━━━ Exercise data

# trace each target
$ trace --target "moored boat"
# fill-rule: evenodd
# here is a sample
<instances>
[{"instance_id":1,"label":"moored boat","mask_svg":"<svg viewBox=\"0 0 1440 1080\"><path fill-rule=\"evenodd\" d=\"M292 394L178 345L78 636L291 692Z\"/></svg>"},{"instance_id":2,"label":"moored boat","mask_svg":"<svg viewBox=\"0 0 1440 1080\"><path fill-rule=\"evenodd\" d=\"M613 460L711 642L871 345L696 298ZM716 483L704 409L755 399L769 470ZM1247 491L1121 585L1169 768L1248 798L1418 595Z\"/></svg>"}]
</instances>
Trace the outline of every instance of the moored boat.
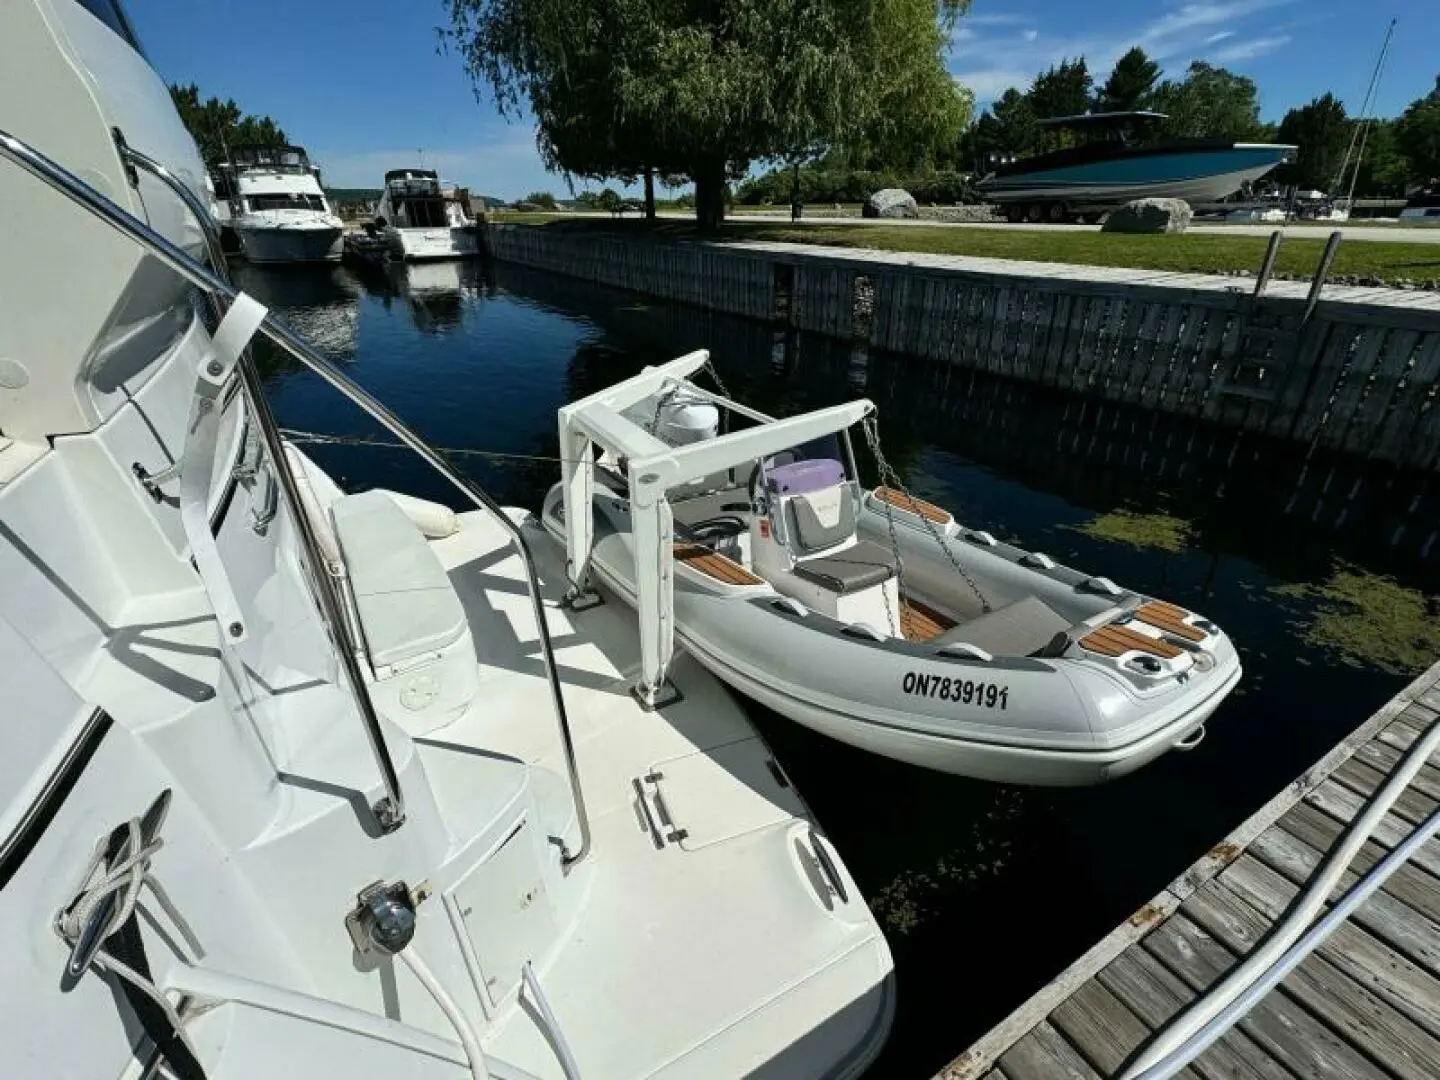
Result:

━━━━━━

Brief:
Without any of its pictures, the listing is to be repeated exactly as it stands.

Task solution:
# trace each target
$ trace --target "moored boat"
# fill-rule: evenodd
# here is a sample
<instances>
[{"instance_id":1,"label":"moored boat","mask_svg":"<svg viewBox=\"0 0 1440 1080\"><path fill-rule=\"evenodd\" d=\"M292 394L178 345L78 636L291 692Z\"/></svg>"},{"instance_id":2,"label":"moored boat","mask_svg":"<svg viewBox=\"0 0 1440 1080\"><path fill-rule=\"evenodd\" d=\"M613 460L711 642L871 345L696 298ZM716 483L704 409L755 399L769 470ZM1247 491L1121 585L1169 768L1248 798L1418 595Z\"/></svg>"}]
</instances>
Trace the outline of every instance of the moored boat.
Result:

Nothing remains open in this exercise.